What you will do
Copy out each line containing "railing" from the entries below.

[Extracted data entries]
===============

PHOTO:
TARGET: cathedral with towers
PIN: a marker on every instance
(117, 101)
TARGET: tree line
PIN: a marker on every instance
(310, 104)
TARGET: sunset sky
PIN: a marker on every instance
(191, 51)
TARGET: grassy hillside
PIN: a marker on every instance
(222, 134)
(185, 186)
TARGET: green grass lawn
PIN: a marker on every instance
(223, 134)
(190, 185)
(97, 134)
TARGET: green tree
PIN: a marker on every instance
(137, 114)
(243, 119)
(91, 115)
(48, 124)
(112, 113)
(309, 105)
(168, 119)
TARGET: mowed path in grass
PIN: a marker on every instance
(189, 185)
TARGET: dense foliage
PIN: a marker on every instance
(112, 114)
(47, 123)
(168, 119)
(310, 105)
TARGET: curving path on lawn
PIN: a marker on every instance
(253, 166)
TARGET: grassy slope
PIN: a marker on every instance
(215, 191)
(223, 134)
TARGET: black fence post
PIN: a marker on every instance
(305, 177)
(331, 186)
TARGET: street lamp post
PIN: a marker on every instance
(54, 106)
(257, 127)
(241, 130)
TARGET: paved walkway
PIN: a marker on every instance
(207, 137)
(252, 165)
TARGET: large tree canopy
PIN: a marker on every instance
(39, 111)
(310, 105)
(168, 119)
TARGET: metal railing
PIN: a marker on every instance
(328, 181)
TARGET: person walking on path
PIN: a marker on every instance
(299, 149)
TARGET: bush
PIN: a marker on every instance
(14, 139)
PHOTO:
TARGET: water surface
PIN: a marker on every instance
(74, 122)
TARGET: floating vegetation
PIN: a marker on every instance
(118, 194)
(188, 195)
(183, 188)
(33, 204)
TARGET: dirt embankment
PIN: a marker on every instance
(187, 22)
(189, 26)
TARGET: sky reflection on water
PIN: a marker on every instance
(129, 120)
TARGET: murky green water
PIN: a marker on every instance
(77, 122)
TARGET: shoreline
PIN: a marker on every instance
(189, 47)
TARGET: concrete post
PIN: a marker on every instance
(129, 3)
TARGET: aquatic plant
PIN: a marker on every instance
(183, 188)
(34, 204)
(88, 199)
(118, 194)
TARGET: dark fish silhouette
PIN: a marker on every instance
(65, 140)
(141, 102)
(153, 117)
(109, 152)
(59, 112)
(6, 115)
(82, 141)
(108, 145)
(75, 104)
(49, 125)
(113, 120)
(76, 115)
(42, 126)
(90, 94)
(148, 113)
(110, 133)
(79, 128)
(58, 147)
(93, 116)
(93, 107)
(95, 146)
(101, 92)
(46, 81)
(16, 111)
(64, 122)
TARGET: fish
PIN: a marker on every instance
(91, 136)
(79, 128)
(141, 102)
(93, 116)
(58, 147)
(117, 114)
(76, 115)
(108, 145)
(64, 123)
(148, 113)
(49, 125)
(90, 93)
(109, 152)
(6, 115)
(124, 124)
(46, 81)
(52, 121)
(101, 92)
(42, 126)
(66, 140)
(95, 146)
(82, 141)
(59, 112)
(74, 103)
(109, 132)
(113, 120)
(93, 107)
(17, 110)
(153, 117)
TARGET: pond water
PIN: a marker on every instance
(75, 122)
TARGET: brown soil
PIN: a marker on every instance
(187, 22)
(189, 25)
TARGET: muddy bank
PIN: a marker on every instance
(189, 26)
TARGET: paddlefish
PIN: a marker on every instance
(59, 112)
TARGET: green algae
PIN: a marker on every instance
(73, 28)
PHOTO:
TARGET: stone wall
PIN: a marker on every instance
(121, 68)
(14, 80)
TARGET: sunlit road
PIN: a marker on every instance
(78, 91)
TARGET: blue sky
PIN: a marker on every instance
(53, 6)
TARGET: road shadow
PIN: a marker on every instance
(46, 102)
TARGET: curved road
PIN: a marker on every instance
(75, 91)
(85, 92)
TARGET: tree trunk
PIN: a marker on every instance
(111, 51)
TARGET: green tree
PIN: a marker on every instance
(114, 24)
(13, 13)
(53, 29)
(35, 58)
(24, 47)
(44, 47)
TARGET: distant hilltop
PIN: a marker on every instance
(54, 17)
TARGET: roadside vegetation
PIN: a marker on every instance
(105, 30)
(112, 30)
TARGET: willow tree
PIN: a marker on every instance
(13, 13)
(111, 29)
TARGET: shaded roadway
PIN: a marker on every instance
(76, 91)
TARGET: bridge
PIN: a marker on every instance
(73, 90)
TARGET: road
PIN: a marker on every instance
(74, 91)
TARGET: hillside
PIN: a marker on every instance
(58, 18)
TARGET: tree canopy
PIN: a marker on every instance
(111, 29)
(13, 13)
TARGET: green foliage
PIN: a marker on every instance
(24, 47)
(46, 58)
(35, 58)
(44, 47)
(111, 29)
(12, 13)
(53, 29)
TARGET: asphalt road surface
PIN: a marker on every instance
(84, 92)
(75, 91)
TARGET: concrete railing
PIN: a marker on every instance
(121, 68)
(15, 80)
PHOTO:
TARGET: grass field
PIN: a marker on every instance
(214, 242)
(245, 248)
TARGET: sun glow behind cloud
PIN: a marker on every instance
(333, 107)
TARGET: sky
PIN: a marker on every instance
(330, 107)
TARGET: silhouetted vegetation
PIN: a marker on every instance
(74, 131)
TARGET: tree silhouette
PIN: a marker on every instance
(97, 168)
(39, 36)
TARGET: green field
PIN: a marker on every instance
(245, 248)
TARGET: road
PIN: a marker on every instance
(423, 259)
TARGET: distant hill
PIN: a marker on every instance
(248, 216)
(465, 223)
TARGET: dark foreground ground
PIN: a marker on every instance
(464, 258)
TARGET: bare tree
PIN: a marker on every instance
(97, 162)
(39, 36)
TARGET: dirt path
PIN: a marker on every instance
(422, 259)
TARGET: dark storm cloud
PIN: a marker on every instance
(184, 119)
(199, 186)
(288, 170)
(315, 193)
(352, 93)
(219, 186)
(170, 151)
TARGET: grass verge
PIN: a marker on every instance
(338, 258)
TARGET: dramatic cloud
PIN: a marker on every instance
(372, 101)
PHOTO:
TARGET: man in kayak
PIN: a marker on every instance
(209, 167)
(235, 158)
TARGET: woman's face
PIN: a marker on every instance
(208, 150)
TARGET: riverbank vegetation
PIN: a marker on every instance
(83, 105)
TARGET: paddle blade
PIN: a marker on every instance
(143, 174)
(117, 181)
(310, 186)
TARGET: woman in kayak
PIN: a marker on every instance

===============

Answer to this problem
TARGET: metal railing
TARGET: concrete railing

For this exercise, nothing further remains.